Answer these questions from the abstract on lead-free piezoceramics for energy harvesting:
(a) On what kind of material are most current harvesters based?
(b) What output voltage and power density do the porous ceramic harvesters reach under instantaneous force impact?
(c) What average charging rate is obtained under ultrasound excitation, and at what frequency?

-- Passage follows --

Multilevel Structure Engineered Lead‐Free Piezoceramics Enabling Breakthrough in Energy Harvesting Performance for Bioelectronics

Abstract The prevalence of wearable/implantable medical electronics together with the rapid development of the Internet of Medicine Things call for the advancement of biocompatible, reliable, and high‐efficiency energy harvesters. However, most current harvesters are based on toxic lead‐based piezoelectric materials, raising biological safety concerns. What hinders the application of lead‐free piezoelectric energy harvesters (PEHs) is the low power output, where the key challenge lies in obtaining a high piezoelectric voltage constant ( g 33 ) and harvesting figure of merit ( d 33 × g 33 ). Here, micron pores are introduced into phased boundary engineered high‐performance (K, Na)NbO 3 ‐based ceramic matrix, resulting in the state‐of‐the‐art g 33 and the highest d 33 × g 33 values of 57.3 × 10 −3 Vm N −1 and 20887 × 10 −15 m 2 N −1 in lead‐free piezoceramics, respectively. Concomitantly, ultrahigh energy harvesting performances are obtained in porous ceramic PEHs, with output voltage and power density of 200 V and 11.6 mW cm −2 under instantaneous force impact and an average charging rate of 14.1 µW under high‐frequency (1 MHz) ultrasound excitation, far outperforming previously reported PEHs. Porous ceramic PEHs are further developed into wearable and bio‐implantable devices for human motion sensing and percutaneous ultrasound power transmission, opening avenues for the design of next‐generation eco‐friendly WIMEs.

-- Passage concluded --
-- Data for review follows --

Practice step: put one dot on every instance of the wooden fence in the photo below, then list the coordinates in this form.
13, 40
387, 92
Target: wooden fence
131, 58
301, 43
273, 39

-- Data for review concluded --

### Written response
(a) Toxic lead-based piezoelectric materials.
(b) 200 V and 11.6 mW cm⁻².
(c) 14.1 µW, at 1 MHz.